◆ Supplied passage
RE: Lexical Context, Speech Recognition and Synthesis from Adam Sobieski on 2012-09-15 (public-speech-api@w3.org from September 2012)

From: Adam Sobieski <adamsobieski@hotmail.com>
Date: Sat, 15 Sep 2012 22:05:50 +0000
To: Glen Shires <gshires@google.com>
CC: "public-speech-api@w3.org" <public-speech-api@w3.org>
Message-ID: <SNT002-W821C57DA6AD16CF627FBDEC5970@phx.gbl>

Date: Fri, 7 Sep 2012 14:33:29 -0700
To: adamsobieski@hotmail.com
CC: public-speech-api@w3.org
Subject: Re: Lexical Context, Speech Recognition and Synthesis

If I'm understanding correctly, this is possible with the current spec.  JavaScript code (or for that matter, webserver-side code), can extract metadata and resources and insert them into the SRGS and SSML.  Such code would provide a highly flexible, powerful and customizable solution.

/Glen Shires

On Fri, Sep 7, 2012 at 2:19 PM, Adam Sobieski <adamsobieski@hotmail.com> wrote:

Speech API Community Group,

Greetings. I have some ideas for the JavaScript Speech API pertaining to lexical context, speech recognition and synthesis.

One idea pertains to the use of <meta> and <link> elements in HTML5 documents to indicate metadata and external resources of use to speech synthesis and recognition components, for example pronunciation lexicons. Presently, <lexicon> elements can be indicated in SRGS and SSML.

◆ To be done
A - How many lines of the entries contain the string "cord"? Reply with the number alone.
B - Can you write the next part of the mailing-list message about lexical context in the Speech API, starting right after its last sentence?
The text and the entries are unrelated to each other.

(Dataset entries on object locations)
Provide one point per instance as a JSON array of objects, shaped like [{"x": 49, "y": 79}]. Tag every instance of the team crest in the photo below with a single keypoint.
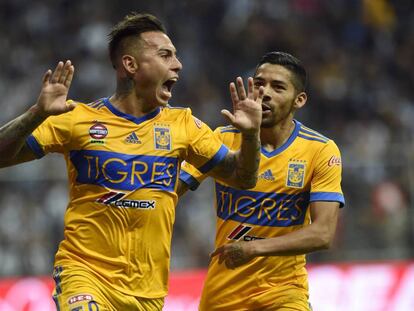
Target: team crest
[
  {"x": 296, "y": 175},
  {"x": 98, "y": 132},
  {"x": 162, "y": 138}
]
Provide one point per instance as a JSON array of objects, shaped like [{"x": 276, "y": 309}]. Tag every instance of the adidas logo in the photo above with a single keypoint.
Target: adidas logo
[
  {"x": 267, "y": 175},
  {"x": 132, "y": 139}
]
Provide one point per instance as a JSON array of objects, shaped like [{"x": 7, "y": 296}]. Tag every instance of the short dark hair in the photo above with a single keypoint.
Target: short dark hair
[
  {"x": 132, "y": 25},
  {"x": 291, "y": 63}
]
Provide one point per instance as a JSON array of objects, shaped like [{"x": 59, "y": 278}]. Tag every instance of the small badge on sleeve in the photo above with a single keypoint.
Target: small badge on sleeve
[
  {"x": 162, "y": 138},
  {"x": 296, "y": 174}
]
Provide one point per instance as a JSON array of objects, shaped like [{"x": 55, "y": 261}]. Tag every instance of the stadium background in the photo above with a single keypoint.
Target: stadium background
[{"x": 360, "y": 59}]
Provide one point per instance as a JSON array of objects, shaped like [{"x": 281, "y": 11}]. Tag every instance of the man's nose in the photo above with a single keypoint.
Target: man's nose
[{"x": 177, "y": 66}]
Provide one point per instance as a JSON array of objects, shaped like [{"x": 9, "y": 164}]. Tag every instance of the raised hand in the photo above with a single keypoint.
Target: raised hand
[
  {"x": 234, "y": 254},
  {"x": 55, "y": 88},
  {"x": 247, "y": 109}
]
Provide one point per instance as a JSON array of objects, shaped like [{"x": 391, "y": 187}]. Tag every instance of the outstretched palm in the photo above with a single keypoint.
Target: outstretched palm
[
  {"x": 247, "y": 110},
  {"x": 55, "y": 88}
]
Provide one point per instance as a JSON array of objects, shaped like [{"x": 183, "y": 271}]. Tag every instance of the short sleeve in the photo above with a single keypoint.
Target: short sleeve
[
  {"x": 326, "y": 182},
  {"x": 205, "y": 150},
  {"x": 52, "y": 135}
]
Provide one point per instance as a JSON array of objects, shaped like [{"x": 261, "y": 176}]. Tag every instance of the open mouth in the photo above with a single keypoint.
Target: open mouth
[
  {"x": 168, "y": 85},
  {"x": 265, "y": 108}
]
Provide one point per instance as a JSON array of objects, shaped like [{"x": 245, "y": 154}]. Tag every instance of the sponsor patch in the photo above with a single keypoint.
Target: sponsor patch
[
  {"x": 115, "y": 199},
  {"x": 162, "y": 138},
  {"x": 98, "y": 132},
  {"x": 295, "y": 175},
  {"x": 80, "y": 298},
  {"x": 267, "y": 175},
  {"x": 132, "y": 139},
  {"x": 334, "y": 160},
  {"x": 198, "y": 122}
]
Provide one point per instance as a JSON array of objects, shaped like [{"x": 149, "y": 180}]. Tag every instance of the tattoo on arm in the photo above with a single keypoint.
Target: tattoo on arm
[{"x": 14, "y": 133}]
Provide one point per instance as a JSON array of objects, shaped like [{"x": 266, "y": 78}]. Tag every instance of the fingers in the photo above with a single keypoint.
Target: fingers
[
  {"x": 46, "y": 77},
  {"x": 240, "y": 88},
  {"x": 228, "y": 115},
  {"x": 57, "y": 73},
  {"x": 63, "y": 73},
  {"x": 69, "y": 76},
  {"x": 261, "y": 94},
  {"x": 233, "y": 94},
  {"x": 250, "y": 88}
]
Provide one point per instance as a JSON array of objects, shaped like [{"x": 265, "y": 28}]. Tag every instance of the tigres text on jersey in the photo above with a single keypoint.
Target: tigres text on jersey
[
  {"x": 123, "y": 173},
  {"x": 306, "y": 168}
]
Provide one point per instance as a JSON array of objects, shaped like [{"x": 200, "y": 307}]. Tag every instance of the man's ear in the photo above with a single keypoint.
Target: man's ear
[
  {"x": 300, "y": 100},
  {"x": 129, "y": 64}
]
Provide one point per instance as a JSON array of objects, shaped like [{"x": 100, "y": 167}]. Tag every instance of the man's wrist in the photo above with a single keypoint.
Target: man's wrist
[{"x": 37, "y": 113}]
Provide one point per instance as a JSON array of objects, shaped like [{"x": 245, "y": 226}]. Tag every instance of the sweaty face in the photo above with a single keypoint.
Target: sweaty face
[
  {"x": 158, "y": 68},
  {"x": 279, "y": 93}
]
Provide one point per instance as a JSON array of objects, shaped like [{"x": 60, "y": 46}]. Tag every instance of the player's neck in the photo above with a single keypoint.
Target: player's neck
[{"x": 274, "y": 137}]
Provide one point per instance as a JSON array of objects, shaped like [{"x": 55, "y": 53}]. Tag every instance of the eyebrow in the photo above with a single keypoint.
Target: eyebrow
[
  {"x": 272, "y": 81},
  {"x": 167, "y": 49}
]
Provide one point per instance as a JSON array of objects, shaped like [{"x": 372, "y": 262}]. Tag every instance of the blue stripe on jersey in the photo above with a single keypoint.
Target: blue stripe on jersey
[
  {"x": 305, "y": 130},
  {"x": 229, "y": 131},
  {"x": 32, "y": 143},
  {"x": 55, "y": 299},
  {"x": 328, "y": 196},
  {"x": 218, "y": 157},
  {"x": 312, "y": 138},
  {"x": 128, "y": 116},
  {"x": 261, "y": 208},
  {"x": 285, "y": 145},
  {"x": 123, "y": 171},
  {"x": 188, "y": 179}
]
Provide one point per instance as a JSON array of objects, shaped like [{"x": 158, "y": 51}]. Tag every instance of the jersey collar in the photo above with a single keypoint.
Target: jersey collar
[
  {"x": 286, "y": 144},
  {"x": 129, "y": 117}
]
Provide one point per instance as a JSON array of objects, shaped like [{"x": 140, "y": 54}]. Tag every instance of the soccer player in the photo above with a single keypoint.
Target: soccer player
[
  {"x": 123, "y": 157},
  {"x": 263, "y": 234}
]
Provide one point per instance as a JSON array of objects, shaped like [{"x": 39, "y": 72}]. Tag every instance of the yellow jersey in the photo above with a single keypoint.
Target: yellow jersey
[
  {"x": 123, "y": 174},
  {"x": 306, "y": 168}
]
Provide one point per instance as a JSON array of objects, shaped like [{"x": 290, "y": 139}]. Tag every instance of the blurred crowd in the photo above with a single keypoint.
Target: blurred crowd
[{"x": 360, "y": 58}]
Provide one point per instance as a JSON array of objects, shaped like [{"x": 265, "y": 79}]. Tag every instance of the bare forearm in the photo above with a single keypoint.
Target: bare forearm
[
  {"x": 14, "y": 133},
  {"x": 247, "y": 160},
  {"x": 303, "y": 241}
]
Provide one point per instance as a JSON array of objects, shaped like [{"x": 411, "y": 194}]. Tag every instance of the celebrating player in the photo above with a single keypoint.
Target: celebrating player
[
  {"x": 263, "y": 234},
  {"x": 123, "y": 156}
]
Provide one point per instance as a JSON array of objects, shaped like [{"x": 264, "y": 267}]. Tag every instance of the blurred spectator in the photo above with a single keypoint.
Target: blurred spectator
[{"x": 360, "y": 59}]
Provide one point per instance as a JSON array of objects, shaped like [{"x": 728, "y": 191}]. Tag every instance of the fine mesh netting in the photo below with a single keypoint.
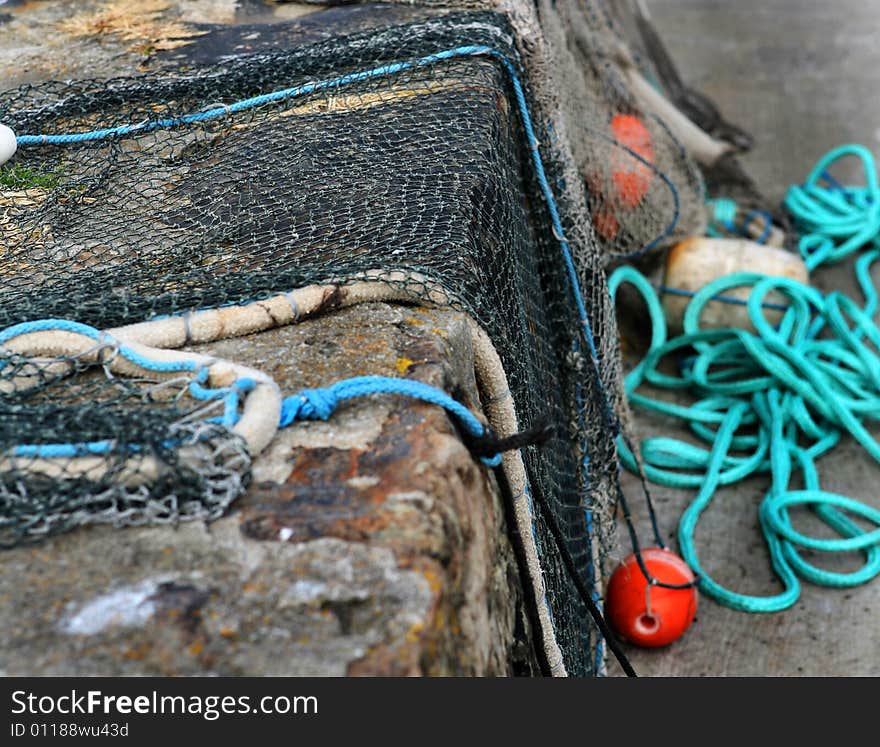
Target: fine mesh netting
[{"x": 396, "y": 165}]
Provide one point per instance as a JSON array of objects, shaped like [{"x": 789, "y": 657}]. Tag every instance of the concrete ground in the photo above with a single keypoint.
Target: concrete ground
[{"x": 801, "y": 76}]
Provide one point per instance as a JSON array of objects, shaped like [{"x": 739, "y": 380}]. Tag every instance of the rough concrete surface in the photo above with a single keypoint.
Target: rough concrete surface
[
  {"x": 801, "y": 75},
  {"x": 372, "y": 544}
]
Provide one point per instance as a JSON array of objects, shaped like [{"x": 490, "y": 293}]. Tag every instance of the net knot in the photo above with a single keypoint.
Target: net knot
[{"x": 308, "y": 404}]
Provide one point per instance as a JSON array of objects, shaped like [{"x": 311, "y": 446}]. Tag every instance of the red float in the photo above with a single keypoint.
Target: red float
[{"x": 671, "y": 610}]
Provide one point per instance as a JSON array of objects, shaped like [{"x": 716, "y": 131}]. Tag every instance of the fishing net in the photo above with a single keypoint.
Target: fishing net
[{"x": 393, "y": 163}]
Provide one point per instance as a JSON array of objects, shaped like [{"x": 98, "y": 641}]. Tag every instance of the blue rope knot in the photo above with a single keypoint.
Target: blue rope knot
[{"x": 308, "y": 404}]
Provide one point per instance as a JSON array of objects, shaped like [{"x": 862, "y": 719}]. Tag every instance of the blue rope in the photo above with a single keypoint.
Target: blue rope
[
  {"x": 838, "y": 221},
  {"x": 776, "y": 400},
  {"x": 228, "y": 395},
  {"x": 320, "y": 404},
  {"x": 724, "y": 213}
]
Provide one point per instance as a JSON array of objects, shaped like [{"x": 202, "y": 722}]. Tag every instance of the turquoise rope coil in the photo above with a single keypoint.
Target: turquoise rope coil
[{"x": 775, "y": 400}]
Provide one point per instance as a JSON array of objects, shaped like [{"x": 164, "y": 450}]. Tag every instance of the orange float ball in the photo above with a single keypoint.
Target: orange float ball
[{"x": 672, "y": 610}]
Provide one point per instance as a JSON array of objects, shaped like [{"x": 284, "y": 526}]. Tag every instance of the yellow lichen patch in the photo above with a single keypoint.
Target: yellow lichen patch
[
  {"x": 403, "y": 364},
  {"x": 144, "y": 22},
  {"x": 414, "y": 634}
]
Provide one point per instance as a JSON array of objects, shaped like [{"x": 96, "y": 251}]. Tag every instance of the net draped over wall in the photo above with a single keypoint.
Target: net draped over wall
[{"x": 397, "y": 158}]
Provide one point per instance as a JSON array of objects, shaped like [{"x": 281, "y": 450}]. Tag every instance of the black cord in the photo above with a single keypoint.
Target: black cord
[{"x": 583, "y": 591}]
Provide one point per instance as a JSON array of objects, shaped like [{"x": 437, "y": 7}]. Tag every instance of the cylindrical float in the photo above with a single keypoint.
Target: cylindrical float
[{"x": 696, "y": 261}]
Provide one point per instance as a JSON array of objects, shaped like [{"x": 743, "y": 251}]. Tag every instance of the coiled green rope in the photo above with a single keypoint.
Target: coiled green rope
[{"x": 775, "y": 400}]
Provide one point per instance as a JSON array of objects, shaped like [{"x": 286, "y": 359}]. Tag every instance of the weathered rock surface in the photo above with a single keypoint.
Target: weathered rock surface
[{"x": 370, "y": 544}]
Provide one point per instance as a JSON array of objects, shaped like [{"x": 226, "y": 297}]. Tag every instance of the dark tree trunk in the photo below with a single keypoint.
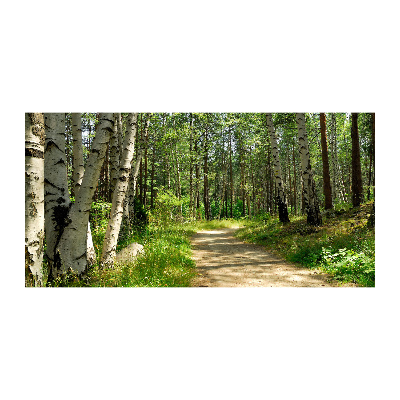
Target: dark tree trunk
[
  {"x": 325, "y": 163},
  {"x": 356, "y": 163}
]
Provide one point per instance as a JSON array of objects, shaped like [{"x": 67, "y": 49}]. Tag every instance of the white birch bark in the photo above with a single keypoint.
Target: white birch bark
[
  {"x": 78, "y": 167},
  {"x": 78, "y": 171},
  {"x": 282, "y": 205},
  {"x": 120, "y": 134},
  {"x": 114, "y": 223},
  {"x": 310, "y": 198},
  {"x": 132, "y": 184},
  {"x": 34, "y": 198},
  {"x": 57, "y": 201},
  {"x": 114, "y": 154},
  {"x": 72, "y": 246}
]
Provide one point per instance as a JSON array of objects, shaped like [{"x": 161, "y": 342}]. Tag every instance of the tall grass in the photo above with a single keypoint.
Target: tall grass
[{"x": 344, "y": 246}]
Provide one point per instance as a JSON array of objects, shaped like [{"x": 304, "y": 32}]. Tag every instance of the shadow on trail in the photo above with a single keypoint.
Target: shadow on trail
[{"x": 224, "y": 261}]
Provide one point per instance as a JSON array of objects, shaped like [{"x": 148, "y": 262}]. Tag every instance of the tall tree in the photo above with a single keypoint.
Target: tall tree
[
  {"x": 78, "y": 172},
  {"x": 57, "y": 201},
  {"x": 325, "y": 163},
  {"x": 281, "y": 197},
  {"x": 72, "y": 246},
  {"x": 309, "y": 193},
  {"x": 356, "y": 162},
  {"x": 34, "y": 198},
  {"x": 114, "y": 223}
]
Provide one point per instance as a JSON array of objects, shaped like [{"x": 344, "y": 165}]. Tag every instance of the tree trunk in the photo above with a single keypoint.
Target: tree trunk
[
  {"x": 231, "y": 173},
  {"x": 78, "y": 172},
  {"x": 34, "y": 198},
  {"x": 205, "y": 173},
  {"x": 371, "y": 156},
  {"x": 310, "y": 198},
  {"x": 356, "y": 163},
  {"x": 114, "y": 223},
  {"x": 57, "y": 201},
  {"x": 281, "y": 197},
  {"x": 294, "y": 184},
  {"x": 325, "y": 163},
  {"x": 191, "y": 203},
  {"x": 114, "y": 155},
  {"x": 72, "y": 245}
]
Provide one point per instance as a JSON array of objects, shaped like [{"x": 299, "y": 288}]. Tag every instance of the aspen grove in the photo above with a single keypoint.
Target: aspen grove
[{"x": 91, "y": 179}]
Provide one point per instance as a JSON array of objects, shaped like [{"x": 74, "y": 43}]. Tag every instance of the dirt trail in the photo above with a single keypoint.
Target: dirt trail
[{"x": 224, "y": 261}]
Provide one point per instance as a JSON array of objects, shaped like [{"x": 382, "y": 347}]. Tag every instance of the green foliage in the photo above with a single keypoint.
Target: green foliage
[
  {"x": 167, "y": 208},
  {"x": 98, "y": 217},
  {"x": 349, "y": 266},
  {"x": 166, "y": 261},
  {"x": 344, "y": 247}
]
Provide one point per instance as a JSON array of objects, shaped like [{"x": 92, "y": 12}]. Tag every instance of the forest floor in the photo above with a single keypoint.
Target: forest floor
[{"x": 224, "y": 261}]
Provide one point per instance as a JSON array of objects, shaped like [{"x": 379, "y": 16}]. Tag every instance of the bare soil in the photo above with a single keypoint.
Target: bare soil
[{"x": 224, "y": 261}]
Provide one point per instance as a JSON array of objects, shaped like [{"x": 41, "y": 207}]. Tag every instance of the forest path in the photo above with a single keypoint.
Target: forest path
[{"x": 224, "y": 261}]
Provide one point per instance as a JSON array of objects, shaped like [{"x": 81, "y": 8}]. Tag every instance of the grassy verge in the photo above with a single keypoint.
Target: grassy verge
[{"x": 344, "y": 246}]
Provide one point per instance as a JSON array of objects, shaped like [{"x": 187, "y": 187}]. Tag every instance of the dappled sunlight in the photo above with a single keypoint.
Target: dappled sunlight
[{"x": 224, "y": 261}]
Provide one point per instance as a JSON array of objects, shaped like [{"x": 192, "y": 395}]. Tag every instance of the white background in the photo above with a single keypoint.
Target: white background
[{"x": 188, "y": 343}]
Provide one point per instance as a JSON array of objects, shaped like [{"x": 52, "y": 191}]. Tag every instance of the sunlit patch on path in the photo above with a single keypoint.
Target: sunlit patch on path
[{"x": 224, "y": 261}]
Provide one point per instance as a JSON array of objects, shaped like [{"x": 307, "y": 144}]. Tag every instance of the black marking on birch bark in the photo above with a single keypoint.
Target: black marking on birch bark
[
  {"x": 34, "y": 153},
  {"x": 62, "y": 190}
]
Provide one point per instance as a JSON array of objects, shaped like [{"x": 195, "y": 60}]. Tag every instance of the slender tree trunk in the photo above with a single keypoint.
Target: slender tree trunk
[
  {"x": 310, "y": 197},
  {"x": 34, "y": 198},
  {"x": 371, "y": 155},
  {"x": 153, "y": 164},
  {"x": 356, "y": 163},
  {"x": 114, "y": 223},
  {"x": 325, "y": 163},
  {"x": 133, "y": 184},
  {"x": 281, "y": 197},
  {"x": 78, "y": 172},
  {"x": 191, "y": 207},
  {"x": 57, "y": 201},
  {"x": 197, "y": 170},
  {"x": 231, "y": 173},
  {"x": 205, "y": 172},
  {"x": 295, "y": 184},
  {"x": 72, "y": 246},
  {"x": 114, "y": 155}
]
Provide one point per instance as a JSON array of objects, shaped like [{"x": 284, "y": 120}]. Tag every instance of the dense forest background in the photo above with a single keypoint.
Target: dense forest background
[{"x": 95, "y": 181}]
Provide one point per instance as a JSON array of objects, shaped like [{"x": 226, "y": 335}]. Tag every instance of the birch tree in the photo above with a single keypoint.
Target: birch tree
[
  {"x": 281, "y": 198},
  {"x": 57, "y": 201},
  {"x": 72, "y": 245},
  {"x": 325, "y": 163},
  {"x": 34, "y": 198},
  {"x": 356, "y": 162},
  {"x": 114, "y": 154},
  {"x": 310, "y": 198},
  {"x": 114, "y": 224},
  {"x": 78, "y": 169}
]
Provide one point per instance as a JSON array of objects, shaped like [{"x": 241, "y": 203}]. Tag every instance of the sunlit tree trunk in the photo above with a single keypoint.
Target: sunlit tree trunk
[
  {"x": 281, "y": 197},
  {"x": 191, "y": 207},
  {"x": 371, "y": 156},
  {"x": 114, "y": 155},
  {"x": 72, "y": 246},
  {"x": 114, "y": 223},
  {"x": 205, "y": 171},
  {"x": 57, "y": 201},
  {"x": 34, "y": 198},
  {"x": 356, "y": 162},
  {"x": 325, "y": 163},
  {"x": 310, "y": 197},
  {"x": 78, "y": 172}
]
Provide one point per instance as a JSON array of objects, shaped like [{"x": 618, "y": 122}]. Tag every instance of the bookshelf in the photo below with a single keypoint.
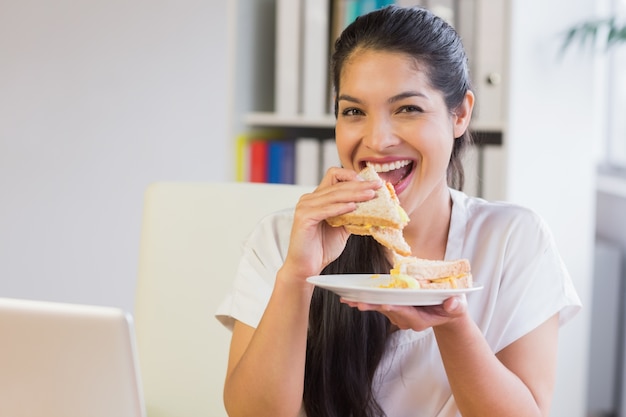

◆ Answer set
A - 2

B -
An example usage scenario is a multimedia forum where users can upload video content and transcripts or have recipient computers generate such transcripts. IPA pronunciations as well as pronunciations from other alphabets can be processed from audio. For interrelated documents, such as documents in discussion threads, for example scientific discussions with technical terminology, lexical context data can enhance speech recognition and synthesis.

In addition to the aforementioned use of <meta> and <link> elements in HTML5, such data can also be indicated in document XML. The EPUB3 format, for example, includes XML attributes for pronunciation. An API topic includes a means of passing a DOMElement to an interface function for obtaining such lexical data from XML.

Another API topic is some sort of Lexicon API so that lexicon data can be indicated programmatically. While <lexicon> elements can be indicated in SRGS and SSML, the use of <meta> and <link> and a Lexicon API could enhance contextual speech synthesis, recognition and dictation.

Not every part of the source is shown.